An exact transcription is needed, starting with the line that contains "Question. For every instance of the parked" and ending with the last line of the records.

◇ ◇ ◇

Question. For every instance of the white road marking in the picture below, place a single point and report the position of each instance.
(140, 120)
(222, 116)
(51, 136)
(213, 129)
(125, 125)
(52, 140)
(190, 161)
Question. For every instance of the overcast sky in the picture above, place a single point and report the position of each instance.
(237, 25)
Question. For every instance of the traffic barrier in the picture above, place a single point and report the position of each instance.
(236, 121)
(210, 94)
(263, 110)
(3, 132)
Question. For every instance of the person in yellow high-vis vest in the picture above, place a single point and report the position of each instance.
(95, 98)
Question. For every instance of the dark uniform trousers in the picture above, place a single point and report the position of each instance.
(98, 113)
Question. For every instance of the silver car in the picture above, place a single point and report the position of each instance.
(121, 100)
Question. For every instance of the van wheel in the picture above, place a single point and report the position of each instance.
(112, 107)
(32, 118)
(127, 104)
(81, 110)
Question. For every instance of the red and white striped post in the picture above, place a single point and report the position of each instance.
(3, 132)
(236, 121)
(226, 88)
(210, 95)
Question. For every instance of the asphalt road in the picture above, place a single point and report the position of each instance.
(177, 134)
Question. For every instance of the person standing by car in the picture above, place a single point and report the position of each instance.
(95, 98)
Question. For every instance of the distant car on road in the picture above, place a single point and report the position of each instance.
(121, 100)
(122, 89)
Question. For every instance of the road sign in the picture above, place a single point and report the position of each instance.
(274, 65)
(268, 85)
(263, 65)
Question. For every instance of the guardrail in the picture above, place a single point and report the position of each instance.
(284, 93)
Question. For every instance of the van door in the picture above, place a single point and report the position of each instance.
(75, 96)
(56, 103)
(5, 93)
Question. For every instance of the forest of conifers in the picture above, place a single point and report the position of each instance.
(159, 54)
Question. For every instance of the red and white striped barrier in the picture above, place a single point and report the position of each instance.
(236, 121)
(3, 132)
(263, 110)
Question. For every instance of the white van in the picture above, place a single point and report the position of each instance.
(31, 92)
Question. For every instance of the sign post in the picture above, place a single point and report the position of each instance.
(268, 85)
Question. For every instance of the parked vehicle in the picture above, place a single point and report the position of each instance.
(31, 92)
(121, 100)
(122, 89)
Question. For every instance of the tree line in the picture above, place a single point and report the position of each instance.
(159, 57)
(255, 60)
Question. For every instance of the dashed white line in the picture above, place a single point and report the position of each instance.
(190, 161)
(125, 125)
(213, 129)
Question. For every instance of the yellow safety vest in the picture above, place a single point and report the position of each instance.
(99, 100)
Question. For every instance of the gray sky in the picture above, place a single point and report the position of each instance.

◇ ◇ ◇

OUTPUT >>
Question. For every instance of the parked vehicle in the picture above, place a single point and report the position of each instance.
(31, 92)
(121, 100)
(122, 89)
Question. For every instance of the tree line in the picture above, place a single point and report the position of each instance.
(159, 57)
(255, 60)
Question. For every instance of the dashed white line in the picture above, place a single point and report the position of each instance.
(190, 161)
(125, 125)
(213, 129)
Question. For every instance of the yellow safety vest in the picture above, place a single point and report the position of each instance.
(99, 100)
Question. For every instance of the gray sky in the picture above, place a single point and report the position of each instance.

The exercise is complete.